▶ [Required action]:
Each line of the records below that holds "castle" should be returned.
BEGIN Data shown
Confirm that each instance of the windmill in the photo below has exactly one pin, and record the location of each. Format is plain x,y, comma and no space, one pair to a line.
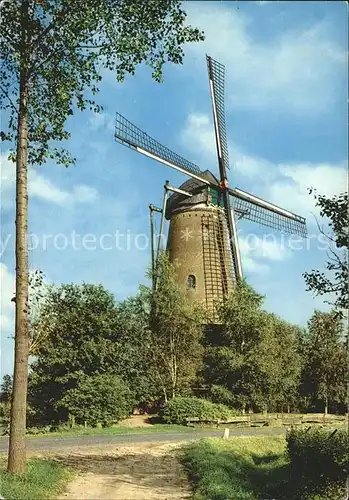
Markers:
203,212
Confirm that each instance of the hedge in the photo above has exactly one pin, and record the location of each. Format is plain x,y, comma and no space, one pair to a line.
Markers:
319,461
178,409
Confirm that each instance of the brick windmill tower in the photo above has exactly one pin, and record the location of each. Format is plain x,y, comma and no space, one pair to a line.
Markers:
203,212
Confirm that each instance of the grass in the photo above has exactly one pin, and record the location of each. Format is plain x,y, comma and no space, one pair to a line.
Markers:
43,480
95,431
244,468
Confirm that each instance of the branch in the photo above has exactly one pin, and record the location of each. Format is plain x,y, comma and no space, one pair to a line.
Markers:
322,231
9,98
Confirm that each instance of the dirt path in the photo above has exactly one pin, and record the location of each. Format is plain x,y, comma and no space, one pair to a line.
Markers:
137,472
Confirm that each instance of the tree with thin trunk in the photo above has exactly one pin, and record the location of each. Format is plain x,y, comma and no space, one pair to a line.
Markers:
175,344
52,53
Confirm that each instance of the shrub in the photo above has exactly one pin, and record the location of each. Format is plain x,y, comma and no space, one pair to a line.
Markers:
319,461
179,409
101,399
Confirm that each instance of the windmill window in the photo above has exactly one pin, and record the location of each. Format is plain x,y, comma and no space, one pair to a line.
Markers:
191,282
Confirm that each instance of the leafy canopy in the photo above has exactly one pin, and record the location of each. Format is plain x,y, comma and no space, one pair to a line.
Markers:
335,281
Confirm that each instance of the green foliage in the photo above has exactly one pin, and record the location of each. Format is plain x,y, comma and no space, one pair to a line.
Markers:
254,354
325,366
175,333
241,468
178,409
44,480
58,52
334,282
319,462
101,398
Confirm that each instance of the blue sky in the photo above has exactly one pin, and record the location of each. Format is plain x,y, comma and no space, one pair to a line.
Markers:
286,102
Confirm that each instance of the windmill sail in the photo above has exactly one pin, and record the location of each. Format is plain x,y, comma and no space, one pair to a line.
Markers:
216,73
129,135
258,210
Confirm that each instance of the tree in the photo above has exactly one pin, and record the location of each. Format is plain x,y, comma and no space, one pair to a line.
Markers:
102,398
252,354
325,371
175,333
82,338
334,282
52,52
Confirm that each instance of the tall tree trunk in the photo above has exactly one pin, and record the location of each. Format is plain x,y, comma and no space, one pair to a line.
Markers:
17,451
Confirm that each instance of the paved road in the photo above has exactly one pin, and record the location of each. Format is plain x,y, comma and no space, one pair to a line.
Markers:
62,443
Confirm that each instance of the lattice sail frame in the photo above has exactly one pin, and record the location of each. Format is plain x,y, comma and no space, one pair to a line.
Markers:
243,204
128,134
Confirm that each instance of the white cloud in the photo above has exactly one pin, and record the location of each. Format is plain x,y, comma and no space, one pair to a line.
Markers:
40,187
255,251
297,71
283,184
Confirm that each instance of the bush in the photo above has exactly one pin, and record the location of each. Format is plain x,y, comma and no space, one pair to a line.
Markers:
179,409
97,399
319,461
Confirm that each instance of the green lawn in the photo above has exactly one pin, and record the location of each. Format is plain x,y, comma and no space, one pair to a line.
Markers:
44,480
244,468
95,431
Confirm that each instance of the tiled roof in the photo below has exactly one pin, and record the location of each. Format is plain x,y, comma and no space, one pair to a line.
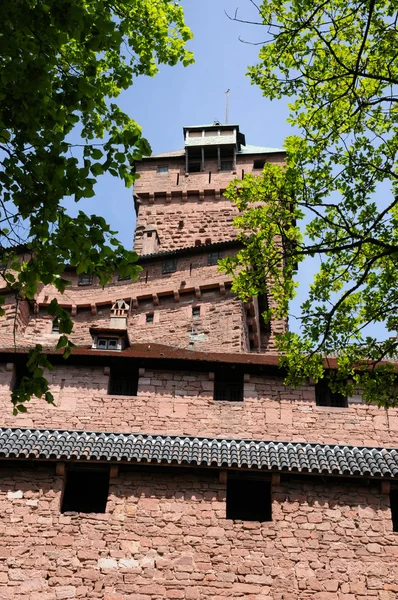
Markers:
198,452
192,249
248,149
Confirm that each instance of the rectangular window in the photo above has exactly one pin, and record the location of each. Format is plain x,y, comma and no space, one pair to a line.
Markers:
85,279
213,258
227,165
85,491
195,312
394,508
259,163
169,266
325,397
228,386
249,499
123,382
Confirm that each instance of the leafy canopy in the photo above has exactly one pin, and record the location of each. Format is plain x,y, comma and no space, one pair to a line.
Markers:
337,198
62,64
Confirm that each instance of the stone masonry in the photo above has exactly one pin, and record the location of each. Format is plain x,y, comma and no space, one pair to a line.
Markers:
165,532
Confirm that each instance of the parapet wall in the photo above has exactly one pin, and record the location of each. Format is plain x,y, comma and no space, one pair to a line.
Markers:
181,403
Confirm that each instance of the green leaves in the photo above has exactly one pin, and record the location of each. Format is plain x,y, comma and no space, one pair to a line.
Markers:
337,63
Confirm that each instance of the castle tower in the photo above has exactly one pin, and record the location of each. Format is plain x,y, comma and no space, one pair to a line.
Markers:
184,226
176,463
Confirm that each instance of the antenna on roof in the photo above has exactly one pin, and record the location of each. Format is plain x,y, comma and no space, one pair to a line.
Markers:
226,105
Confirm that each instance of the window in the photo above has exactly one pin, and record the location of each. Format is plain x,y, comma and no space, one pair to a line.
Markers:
123,382
195,312
263,306
394,508
213,258
227,165
249,499
259,163
228,386
169,266
85,491
325,397
21,371
85,279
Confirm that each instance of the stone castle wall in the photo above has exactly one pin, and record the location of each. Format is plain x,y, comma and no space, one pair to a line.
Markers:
181,403
165,535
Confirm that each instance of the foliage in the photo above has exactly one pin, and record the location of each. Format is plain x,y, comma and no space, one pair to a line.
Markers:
62,64
337,199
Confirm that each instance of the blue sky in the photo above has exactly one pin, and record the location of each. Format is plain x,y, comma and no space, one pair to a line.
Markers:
180,96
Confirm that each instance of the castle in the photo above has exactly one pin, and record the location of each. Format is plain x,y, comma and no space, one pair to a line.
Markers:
176,464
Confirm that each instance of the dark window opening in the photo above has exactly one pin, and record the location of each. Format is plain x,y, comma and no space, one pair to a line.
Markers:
194,168
85,491
249,499
213,258
259,163
107,343
325,397
394,508
21,371
227,165
169,266
196,312
123,382
228,386
85,279
265,326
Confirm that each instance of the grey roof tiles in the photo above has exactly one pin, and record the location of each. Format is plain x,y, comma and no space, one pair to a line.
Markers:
202,452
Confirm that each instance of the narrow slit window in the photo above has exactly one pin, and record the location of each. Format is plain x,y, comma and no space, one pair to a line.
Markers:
85,279
213,258
259,163
325,397
123,382
169,266
249,499
228,386
85,491
194,168
394,508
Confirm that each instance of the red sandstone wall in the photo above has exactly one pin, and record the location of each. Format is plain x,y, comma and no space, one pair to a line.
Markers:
181,403
165,535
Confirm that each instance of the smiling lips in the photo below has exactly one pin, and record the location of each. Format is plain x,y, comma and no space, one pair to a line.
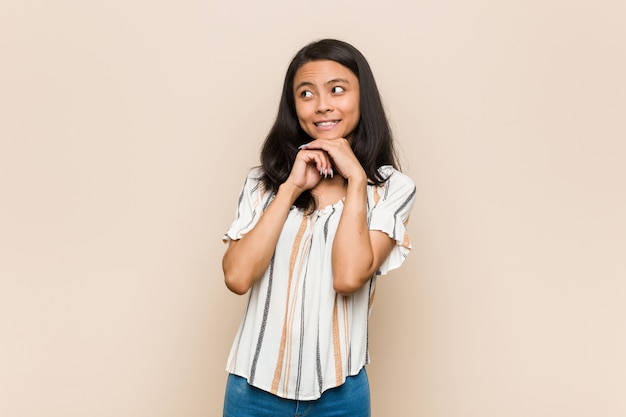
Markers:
327,124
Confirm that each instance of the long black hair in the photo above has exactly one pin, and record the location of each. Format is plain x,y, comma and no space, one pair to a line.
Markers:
372,141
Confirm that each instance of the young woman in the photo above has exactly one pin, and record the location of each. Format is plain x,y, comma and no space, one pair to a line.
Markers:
323,215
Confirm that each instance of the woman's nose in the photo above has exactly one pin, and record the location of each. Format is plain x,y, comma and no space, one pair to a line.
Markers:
324,105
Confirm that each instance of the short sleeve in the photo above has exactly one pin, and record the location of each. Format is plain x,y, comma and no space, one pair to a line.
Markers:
390,208
252,201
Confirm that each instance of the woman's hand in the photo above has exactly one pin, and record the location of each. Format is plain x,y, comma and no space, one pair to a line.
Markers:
341,157
309,168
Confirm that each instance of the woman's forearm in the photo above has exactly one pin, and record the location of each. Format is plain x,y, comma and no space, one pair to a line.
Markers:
353,256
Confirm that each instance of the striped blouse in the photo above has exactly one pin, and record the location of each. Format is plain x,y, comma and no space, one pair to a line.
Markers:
297,337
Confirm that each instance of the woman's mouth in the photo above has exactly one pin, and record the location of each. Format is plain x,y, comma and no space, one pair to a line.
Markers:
326,124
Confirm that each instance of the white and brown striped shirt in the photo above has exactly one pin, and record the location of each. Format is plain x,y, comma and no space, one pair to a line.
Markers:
298,337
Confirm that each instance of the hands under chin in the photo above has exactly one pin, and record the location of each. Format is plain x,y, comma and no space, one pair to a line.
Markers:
337,157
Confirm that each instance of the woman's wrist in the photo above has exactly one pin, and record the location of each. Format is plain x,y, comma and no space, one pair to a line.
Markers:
289,191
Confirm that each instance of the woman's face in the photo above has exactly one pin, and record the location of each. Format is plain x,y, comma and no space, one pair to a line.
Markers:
327,100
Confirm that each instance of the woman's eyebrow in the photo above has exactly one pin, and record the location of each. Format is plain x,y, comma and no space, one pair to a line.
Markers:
338,80
333,81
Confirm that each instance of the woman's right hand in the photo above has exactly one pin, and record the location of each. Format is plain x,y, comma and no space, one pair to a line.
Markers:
310,166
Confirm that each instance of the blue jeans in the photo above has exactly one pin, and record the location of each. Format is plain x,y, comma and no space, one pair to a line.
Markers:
352,399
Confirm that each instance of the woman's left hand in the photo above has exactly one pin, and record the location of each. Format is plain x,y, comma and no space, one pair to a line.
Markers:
340,153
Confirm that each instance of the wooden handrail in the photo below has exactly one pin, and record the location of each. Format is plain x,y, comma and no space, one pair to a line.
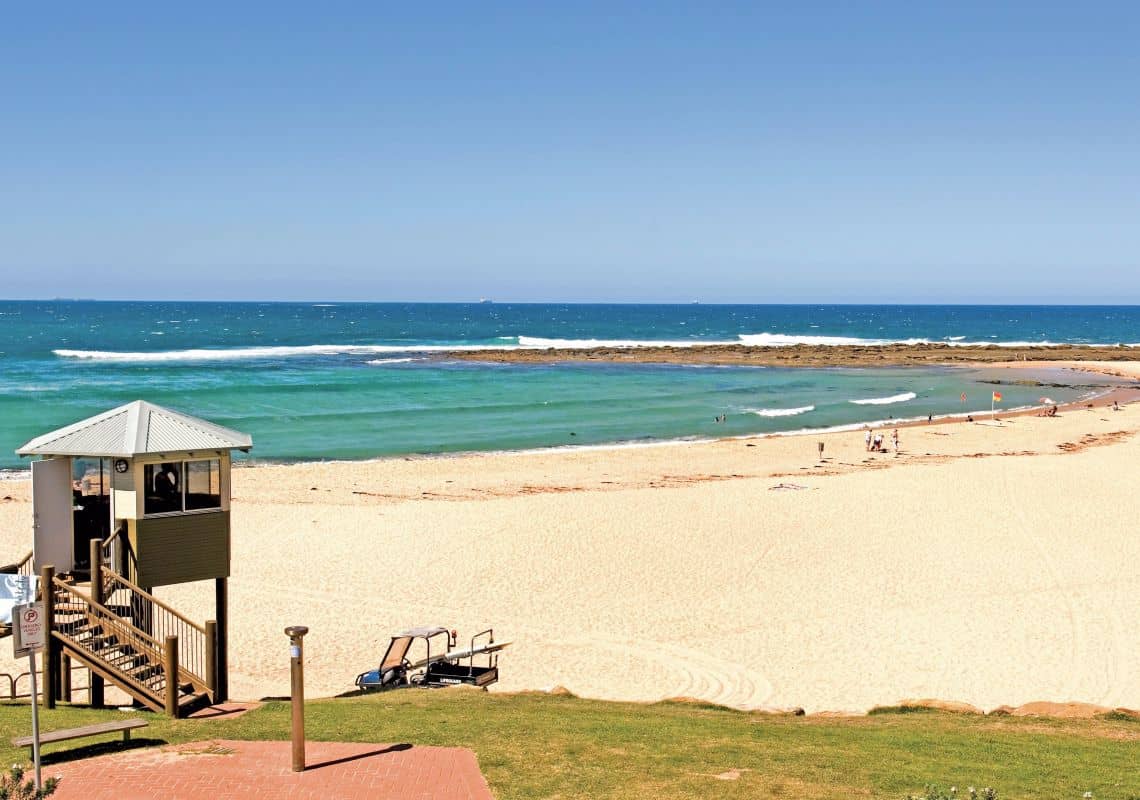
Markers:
113,620
111,576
END Data shown
▶ [Worked solution]:
Confirm that each instance of the castle tower in the photo above has exactly one pin, and record the location of each. Format is plain x,y, comma and no space, one pair to a line.
Confirm that each instance of the stone castle wall in the photo above has exactly one pin, and record the location of each. Format is plain x,y, comma and no space, one pair to a line.
Confirm that each instance of the castle in the photo above has exactly one pin, and record the location of each. Format is plain x,y, comma and no space, one pair to a line.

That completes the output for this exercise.